___ Extracted material

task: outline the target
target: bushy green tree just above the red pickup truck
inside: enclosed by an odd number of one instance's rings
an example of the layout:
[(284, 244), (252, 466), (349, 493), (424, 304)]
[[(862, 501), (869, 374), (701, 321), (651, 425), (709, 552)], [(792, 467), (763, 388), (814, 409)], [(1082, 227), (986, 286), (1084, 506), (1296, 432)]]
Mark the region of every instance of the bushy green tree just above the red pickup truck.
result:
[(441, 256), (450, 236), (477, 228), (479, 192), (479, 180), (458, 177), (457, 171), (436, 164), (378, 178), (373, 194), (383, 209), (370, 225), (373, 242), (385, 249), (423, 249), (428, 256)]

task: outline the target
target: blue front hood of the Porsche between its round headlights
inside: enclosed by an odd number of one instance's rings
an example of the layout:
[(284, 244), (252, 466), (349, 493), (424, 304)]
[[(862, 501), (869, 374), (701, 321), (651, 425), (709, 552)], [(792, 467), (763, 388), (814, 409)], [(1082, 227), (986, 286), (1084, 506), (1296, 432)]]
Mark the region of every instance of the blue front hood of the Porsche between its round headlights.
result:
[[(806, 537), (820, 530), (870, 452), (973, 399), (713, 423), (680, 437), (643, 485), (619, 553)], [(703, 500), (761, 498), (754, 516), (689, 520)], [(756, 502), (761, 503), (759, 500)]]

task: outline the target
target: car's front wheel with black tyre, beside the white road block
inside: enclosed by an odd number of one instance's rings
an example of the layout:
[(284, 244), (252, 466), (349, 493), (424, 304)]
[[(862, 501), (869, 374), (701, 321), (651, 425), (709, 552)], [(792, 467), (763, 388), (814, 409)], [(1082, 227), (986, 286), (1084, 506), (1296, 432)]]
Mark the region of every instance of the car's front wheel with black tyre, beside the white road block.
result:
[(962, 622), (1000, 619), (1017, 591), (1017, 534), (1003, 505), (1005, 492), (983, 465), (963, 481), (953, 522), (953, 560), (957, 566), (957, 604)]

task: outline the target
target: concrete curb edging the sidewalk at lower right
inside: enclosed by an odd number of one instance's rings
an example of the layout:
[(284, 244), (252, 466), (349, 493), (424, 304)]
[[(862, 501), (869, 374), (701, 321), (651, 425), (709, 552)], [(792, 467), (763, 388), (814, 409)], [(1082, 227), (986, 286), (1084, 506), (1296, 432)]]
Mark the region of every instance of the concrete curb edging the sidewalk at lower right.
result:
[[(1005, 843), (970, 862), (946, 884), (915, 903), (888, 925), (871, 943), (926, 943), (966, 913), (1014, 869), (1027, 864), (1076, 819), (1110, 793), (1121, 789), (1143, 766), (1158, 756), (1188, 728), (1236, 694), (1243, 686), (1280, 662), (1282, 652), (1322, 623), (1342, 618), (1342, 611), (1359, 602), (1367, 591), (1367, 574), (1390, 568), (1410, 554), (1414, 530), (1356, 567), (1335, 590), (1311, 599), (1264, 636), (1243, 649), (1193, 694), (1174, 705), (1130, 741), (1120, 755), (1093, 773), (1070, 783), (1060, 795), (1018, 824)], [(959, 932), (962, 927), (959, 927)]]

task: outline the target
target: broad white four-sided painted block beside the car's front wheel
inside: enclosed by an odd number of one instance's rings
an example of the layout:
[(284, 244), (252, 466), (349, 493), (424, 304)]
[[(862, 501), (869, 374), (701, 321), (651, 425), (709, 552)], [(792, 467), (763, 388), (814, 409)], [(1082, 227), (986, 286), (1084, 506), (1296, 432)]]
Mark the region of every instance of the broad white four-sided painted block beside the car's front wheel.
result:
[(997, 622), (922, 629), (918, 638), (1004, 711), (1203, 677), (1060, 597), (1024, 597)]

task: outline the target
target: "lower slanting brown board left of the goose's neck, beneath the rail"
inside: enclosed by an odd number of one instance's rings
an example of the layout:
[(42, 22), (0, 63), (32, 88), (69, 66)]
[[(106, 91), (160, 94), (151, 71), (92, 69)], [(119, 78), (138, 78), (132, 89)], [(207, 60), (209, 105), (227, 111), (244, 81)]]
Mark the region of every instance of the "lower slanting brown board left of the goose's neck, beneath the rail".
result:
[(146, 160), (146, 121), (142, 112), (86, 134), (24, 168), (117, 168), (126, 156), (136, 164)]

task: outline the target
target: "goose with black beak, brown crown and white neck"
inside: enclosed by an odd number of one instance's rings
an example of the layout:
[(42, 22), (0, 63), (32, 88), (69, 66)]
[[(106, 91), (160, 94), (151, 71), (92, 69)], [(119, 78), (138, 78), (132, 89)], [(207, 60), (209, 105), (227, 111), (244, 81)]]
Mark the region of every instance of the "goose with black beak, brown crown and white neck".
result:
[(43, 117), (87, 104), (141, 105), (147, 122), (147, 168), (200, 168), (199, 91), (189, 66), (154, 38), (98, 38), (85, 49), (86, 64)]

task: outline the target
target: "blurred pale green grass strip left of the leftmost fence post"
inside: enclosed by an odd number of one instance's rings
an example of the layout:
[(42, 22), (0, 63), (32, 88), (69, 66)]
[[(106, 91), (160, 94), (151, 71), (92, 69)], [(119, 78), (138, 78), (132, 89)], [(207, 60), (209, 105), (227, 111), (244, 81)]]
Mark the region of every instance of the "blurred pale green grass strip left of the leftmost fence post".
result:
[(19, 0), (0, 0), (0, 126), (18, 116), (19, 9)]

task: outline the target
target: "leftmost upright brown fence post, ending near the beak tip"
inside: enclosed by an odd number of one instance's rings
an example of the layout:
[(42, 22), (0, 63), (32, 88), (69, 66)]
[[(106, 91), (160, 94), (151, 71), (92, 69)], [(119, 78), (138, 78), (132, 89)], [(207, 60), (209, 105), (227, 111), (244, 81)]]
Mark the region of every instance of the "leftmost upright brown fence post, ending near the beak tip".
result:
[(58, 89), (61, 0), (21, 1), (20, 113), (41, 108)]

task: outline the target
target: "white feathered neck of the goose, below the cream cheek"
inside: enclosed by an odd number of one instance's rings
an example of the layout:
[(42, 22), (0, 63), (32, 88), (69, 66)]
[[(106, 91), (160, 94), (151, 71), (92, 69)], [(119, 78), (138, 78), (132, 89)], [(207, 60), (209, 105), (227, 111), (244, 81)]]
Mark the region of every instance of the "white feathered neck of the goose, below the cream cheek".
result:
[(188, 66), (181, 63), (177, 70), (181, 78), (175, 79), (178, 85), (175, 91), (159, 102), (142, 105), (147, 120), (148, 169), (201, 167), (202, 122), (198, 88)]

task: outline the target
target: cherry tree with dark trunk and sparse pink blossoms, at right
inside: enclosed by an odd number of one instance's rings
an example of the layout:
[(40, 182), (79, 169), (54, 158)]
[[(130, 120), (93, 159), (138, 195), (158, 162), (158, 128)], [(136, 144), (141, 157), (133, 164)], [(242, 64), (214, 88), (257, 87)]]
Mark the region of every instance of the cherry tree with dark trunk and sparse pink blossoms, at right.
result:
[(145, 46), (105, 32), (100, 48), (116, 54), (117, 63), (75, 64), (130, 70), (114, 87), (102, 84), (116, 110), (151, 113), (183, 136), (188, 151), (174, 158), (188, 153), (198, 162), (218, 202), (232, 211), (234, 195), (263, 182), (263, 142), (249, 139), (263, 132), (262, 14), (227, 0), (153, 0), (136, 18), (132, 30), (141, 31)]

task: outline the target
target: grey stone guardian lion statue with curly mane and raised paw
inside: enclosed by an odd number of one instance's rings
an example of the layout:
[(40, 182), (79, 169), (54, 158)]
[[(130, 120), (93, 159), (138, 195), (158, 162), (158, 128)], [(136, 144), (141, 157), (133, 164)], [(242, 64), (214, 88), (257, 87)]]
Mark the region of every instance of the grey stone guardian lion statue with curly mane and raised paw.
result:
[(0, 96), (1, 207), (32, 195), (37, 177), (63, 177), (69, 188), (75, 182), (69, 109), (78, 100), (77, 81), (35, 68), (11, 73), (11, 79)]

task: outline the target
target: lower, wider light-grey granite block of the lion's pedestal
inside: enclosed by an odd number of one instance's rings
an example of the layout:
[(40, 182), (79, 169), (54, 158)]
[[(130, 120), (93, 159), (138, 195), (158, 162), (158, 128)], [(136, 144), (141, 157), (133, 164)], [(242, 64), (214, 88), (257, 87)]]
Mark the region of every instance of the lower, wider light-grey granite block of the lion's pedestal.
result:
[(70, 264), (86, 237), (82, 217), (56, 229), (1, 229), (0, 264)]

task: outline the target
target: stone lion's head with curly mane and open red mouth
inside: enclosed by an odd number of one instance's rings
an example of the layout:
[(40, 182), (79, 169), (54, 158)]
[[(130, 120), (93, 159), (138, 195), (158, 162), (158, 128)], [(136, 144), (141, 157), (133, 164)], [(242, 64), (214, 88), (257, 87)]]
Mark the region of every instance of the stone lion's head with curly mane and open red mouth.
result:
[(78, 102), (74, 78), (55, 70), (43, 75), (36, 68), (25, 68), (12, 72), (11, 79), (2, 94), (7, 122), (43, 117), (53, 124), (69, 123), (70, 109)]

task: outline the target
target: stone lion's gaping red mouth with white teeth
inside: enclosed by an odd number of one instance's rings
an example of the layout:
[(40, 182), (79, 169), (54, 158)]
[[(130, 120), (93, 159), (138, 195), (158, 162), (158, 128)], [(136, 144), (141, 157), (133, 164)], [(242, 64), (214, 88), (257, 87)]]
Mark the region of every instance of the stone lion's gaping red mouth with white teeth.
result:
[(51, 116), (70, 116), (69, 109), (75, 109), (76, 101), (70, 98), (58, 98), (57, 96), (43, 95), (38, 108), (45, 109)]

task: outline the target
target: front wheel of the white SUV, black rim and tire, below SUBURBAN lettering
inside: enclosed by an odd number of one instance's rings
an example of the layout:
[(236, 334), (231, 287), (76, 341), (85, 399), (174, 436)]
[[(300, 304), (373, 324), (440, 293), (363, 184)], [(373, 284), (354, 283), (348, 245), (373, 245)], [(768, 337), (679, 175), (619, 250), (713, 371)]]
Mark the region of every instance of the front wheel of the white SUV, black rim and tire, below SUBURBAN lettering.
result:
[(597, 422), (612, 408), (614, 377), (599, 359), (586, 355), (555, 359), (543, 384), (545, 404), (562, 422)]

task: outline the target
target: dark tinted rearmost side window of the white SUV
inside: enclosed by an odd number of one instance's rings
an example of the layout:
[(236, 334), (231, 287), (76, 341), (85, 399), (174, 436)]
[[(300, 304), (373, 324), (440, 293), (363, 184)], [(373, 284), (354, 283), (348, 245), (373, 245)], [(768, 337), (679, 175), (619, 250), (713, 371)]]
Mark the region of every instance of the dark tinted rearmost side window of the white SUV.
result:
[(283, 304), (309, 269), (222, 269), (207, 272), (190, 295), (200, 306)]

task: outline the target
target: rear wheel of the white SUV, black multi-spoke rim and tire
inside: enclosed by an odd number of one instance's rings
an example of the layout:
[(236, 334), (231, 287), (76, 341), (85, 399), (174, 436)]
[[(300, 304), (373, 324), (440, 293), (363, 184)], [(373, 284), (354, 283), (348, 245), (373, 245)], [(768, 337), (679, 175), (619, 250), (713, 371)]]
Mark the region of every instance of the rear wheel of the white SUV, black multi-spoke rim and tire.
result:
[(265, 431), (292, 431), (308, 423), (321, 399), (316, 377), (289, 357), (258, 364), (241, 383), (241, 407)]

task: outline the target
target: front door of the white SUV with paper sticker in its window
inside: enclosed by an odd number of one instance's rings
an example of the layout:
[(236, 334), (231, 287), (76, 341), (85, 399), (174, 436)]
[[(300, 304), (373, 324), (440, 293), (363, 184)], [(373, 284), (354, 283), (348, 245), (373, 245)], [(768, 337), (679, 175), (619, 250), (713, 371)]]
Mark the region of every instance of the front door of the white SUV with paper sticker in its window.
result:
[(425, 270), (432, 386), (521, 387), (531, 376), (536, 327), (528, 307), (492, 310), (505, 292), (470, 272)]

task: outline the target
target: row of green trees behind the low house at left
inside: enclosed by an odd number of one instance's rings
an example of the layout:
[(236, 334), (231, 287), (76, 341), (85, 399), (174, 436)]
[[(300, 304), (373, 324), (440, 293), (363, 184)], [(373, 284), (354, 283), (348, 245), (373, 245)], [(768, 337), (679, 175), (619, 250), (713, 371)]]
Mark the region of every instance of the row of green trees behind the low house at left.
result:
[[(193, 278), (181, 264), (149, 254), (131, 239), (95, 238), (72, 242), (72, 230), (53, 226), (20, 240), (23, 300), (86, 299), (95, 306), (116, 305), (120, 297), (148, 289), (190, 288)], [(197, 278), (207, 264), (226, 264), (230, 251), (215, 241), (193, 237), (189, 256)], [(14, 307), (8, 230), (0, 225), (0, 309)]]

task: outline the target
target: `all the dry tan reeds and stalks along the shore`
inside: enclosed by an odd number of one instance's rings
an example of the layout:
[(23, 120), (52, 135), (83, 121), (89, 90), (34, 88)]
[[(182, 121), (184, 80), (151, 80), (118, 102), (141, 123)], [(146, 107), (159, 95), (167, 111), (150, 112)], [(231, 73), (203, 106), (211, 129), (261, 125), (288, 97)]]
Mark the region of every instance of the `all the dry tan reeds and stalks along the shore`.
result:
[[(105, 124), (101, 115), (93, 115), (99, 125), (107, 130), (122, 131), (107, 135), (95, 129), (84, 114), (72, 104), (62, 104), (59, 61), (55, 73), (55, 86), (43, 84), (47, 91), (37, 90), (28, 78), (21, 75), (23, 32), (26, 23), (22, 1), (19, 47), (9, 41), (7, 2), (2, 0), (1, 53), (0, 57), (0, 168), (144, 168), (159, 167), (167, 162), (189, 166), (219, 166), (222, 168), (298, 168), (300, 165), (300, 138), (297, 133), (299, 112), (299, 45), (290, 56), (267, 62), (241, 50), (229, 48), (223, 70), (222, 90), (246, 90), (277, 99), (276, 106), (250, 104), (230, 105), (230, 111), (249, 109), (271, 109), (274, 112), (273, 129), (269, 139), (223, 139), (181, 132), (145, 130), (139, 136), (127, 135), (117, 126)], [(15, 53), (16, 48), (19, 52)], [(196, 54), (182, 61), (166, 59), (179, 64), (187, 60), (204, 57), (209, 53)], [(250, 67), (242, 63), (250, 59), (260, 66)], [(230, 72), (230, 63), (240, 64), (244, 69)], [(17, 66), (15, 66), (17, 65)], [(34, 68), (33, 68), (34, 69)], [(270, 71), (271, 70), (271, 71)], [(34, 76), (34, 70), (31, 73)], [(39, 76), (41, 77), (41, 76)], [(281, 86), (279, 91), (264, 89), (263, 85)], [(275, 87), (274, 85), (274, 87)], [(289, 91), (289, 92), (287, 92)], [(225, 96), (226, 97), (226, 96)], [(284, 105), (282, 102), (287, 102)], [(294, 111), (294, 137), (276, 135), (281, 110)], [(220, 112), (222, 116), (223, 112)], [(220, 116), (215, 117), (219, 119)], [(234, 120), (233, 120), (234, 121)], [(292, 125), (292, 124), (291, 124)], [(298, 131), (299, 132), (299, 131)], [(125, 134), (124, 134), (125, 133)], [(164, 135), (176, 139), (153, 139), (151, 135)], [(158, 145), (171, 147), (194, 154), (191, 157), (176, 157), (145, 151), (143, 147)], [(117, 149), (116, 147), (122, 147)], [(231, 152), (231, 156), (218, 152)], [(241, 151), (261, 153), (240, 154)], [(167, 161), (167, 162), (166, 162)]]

______

Where the word "granite" appears in a line of the entries above, count that line; give only the number.

2